Page extract:
▬▬▬
- South Korean poster
- Hangul: 파수꾼
- Hanja: 把守꾼
- Lit.: The Lookout
- RR: Pasukkun
- MR: P'asukkun
- Directed by: Yoon Sung-hyun
- Written by: Yoon Sung-hyun
- Produced by: Yoon Sung-hyun Kim Seung-june Park Ki-yong Jang Hyun-soo
- Starring: Lee Je-hoon Seo Jun-young Park Jeong-min Jo Sung-ha
- Cinematography: Byeon Bong-seon
- Edited by: Yoon Sung-hyun
- Music by: Park Min-joon
- Production company: KAFA Films
- Distributed by: Filament Pictures CJ Entertainment
- Release dates: October 9, 2010 (BIFF); March 3, 2011 (South Korea);
- Running time: 116 minutes
- Country: South Korea
- Language: Korean
- Box office: US$143,437

= Bleak Night =

2010 South Korean coming-of-age psychological drama film by Yoon Sung-Hyun

Bleak Night is a 2010 South Korean coming-of-age psychological drama film written and directed by Yoon Sung-Hyun. The film is about a father's search for answers following his son's death, and the shifting dynamics at play among three high-school friends. A Korean Academy of Film Arts graduation project by Yoon Sung-hyun, it received rave reviews and won several Best New Actor awards for Lee Je-hoon, as well as Best New Director for Yoon at the Grand Bell Awards and Busan Film Critics Awards.
▬▬▬
Dataset extract:
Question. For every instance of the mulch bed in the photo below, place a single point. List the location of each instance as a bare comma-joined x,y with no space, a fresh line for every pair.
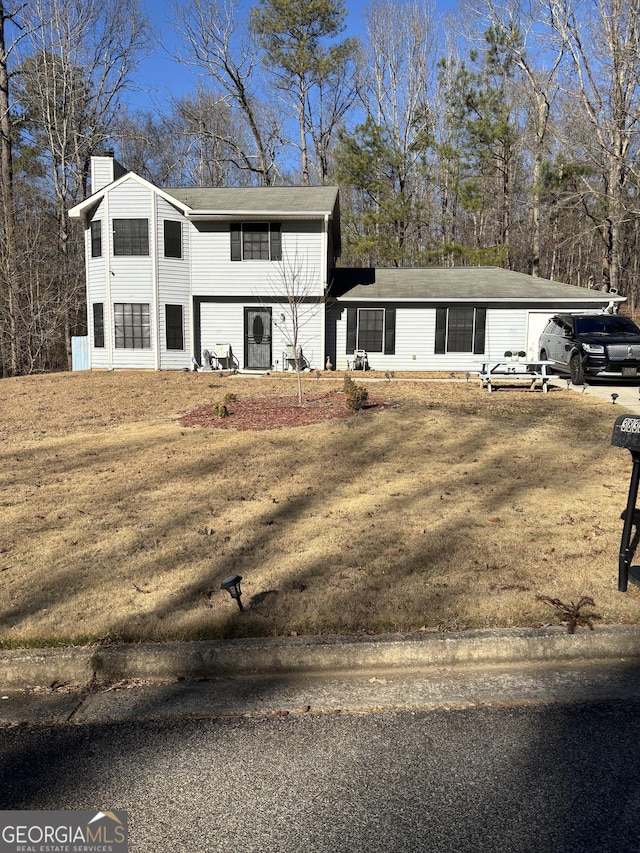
275,412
▬▬▬
Exercise instructions:
1. Reproduce the part of the Bleak Night entry from "2010 South Korean coming-of-age psychological drama film by" to "Film Critics Awards.".
2. According to the Bleak Night entry, is each statement true? Answer yes or no and quote the deciding words.
(a) The film was written and directed by Yoon Sung-Hyun.
(b) The film runs 126 minutes.
(c) Lee Je-hoon won Best New Director.
3. List every producer named in the Bleak Night entry.

Responses in order:
1.
2010 South Korean coming-of-age psychological drama film by Yoon Sung-Hyun

Bleak Night is a 2010 South Korean coming-of-age psychological drama film written and directed by Yoon Sung-Hyun. The film is about a father's search for answers following his son's death, and the shifting dynamics at play among three high-school friends. A Korean Academy of Film Arts graduation project by Yoon Sung-hyun, it received rave reviews and won several Best New Actor awards for Lee Je-hoon, as well as Best New Director for Yoon at the Grand Bell Awards and Busan Film Critics Awards.

2.
(a) Yes: "written and directed by Yoon Sung-Hyun"
(b) No: "Running time: 116 minutes"
(c) No: "won several Best New Actor awards for Lee Je-hoon, as well as Best New Director for Yoon"

3.
Yoon Sung-hyun
Kim Seung-june
Park Ki-yong
Jang Hyun-soo